Ces dernières années, les éditeurs norvégiens ont accordé une attention renouvelée aux classiques, anciens et modernes, de la littérature italienne. Par exemple, Solum Bokvennen a publié, entre 2010 et 2020, des œuvres de Pic de la Mirandole, Niccolò Machiavel et Baldassare Castiglione. Une sélection de contes du Décaméron est sortie en 2020 chez Det Norske Samlaget et, récemment, deux maisons d’édition, Dreyers Forlag et Solum Bokvennen, ont publié l’Enfer de Dante. Les deux autres parties de la Commedia de Dante devraient également être publiés prochainement dans les traductions d’Erik Ringen et d’Asbjørn Bjornes. La Commedia sera donc pour la première fois traduite dans son intégralité en version « bokmål » – dans pas moins de deux éditions différentes. Il existe, en revanche, une version de 1993 de l’œuvre entière en « nynorsk » dans la traduction de Magnus Ulleland. En ce qui concerne les classiques du XXe siècle, il est important de noter que cinq livres de Primo Levi ont été publiés au cours de la dernière décennie chez Dreyers Forlag, dont Il sistema periodico et I sommersi e i salvati, traduit pour la première fois par Birgit Owe Svihus. Et d’autres titres de Primo Levi sont annoncés en 2022 et 2023. Si en 2020, Skald Forlag a publié Uno nessuno centomila de Luigi Pirandello, c’est surtout Natalia Ginzburg, l’auteure italienne du XXe siècle, qui semble susciter le plus d’intérêt de la part des lecteurs et de la presse : Lessico famigliare a enfin été traduit en norvégien pour la première fois (une traduction grâce à laquelle Astrid Nordang a remporté le prix « Kritikerprisen »), en 2021, Le piccole virtù a été réédité et on annonce la publication en 2022 de È stato così

D’importantes distinctions ont été reçues ces dernières années par plusieurs traducteurs, qui ont ainsi vu reconnu leur rôle fondamental de promoteur du livre italien auprès du public lecteur et des éditeurs en Norvège : Brit Jahr (2005), Tommy Watz (2006), Jon Rognlien (2006) et Kristin Sørsdal (2020).

▸ **Consigne 1**
Répondez à ces questions d'après le document source.
(a) En quelle année Skald Forlag a-t-il publié Uno nessuno centomila de Luigi Pirandello ?
(b) Qui a signé la traduction en « nynorsk » de l'œuvre entière de Dante parue en 1993 ?
(c) En quelle année Kristin Sørsdal a-t-elle reçu une distinction ?

▸ **Lignes fournies**
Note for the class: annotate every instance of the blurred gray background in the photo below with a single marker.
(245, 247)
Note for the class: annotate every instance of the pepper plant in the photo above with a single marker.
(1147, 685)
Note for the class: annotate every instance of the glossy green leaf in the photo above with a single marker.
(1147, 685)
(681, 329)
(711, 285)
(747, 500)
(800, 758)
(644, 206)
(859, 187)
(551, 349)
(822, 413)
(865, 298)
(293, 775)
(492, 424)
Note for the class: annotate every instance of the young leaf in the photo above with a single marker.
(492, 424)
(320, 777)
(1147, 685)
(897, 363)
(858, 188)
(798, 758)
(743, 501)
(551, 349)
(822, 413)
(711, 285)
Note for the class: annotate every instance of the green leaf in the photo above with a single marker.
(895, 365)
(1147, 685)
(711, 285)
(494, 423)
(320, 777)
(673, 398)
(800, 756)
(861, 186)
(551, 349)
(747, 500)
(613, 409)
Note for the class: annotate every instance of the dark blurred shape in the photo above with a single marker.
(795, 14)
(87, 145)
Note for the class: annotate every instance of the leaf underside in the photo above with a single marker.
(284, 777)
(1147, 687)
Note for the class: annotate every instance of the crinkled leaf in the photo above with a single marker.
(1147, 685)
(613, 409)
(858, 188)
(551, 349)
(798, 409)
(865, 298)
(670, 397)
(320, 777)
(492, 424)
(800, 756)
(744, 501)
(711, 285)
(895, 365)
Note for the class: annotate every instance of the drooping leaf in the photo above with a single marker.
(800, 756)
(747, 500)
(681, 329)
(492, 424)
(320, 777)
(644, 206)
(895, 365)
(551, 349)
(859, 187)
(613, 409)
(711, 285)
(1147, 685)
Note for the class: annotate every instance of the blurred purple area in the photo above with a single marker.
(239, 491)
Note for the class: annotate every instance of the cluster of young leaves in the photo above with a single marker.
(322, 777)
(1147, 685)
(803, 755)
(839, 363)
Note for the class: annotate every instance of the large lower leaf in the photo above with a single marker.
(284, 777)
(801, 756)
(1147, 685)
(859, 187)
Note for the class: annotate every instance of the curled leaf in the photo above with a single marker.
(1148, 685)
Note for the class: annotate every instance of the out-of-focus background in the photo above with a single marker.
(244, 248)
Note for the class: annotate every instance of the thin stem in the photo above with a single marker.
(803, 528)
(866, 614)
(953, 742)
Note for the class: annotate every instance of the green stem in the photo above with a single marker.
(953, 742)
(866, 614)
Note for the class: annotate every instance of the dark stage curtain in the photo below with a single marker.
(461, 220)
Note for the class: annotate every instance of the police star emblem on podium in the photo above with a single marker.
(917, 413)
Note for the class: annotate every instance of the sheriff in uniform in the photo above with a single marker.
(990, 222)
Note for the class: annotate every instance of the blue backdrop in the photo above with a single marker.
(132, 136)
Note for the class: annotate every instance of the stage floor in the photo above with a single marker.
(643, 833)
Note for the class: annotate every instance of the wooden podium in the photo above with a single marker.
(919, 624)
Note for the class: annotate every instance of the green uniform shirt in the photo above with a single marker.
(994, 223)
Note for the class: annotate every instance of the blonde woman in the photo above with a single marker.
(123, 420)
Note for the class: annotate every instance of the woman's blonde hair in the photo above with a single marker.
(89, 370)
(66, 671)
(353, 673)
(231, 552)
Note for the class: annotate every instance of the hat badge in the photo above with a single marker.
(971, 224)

▸ **Consigne 2**
Recopiez intégralement les lignes fournies en commençant à la ligne qui contient « Note for the class: annotate every instance of the blue » et en terminant à la dernière ligne. Décalez chaque coordonnée des réponses en ajoutant 92 à chacun de ses nombres.

▸ **Réponse rédigée 1**
(a) Skald Forlag a publié Uno nessuno centomila en 2020.
(b) Cette traduction est de Magnus Ulleland.
(c) Kristin Sørsdal a été distinguée en 2020.

▸ **Réponse rédigée 2**
Note for the class: annotate every instance of the blue backdrop in the photo above with a single marker.
(224, 228)
Note for the class: annotate every instance of the stage floor in the photo above with a single marker.
(735, 925)
Note for the class: annotate every instance of the wooden podium in the photo above with a single marker.
(1011, 716)
Note for the class: annotate every instance of the green uniform shirt in the photo above with a single marker.
(1086, 315)
Note for the class: annotate every instance of the blonde woman in the photo above with a single marker.
(215, 512)
Note for the class: annotate every instance of the woman's blonde hair in the photo above with a single marker.
(181, 462)
(158, 763)
(445, 765)
(323, 644)
Note for the class: annotate every instance of the hat badge in the photo above with a single marker.
(1063, 316)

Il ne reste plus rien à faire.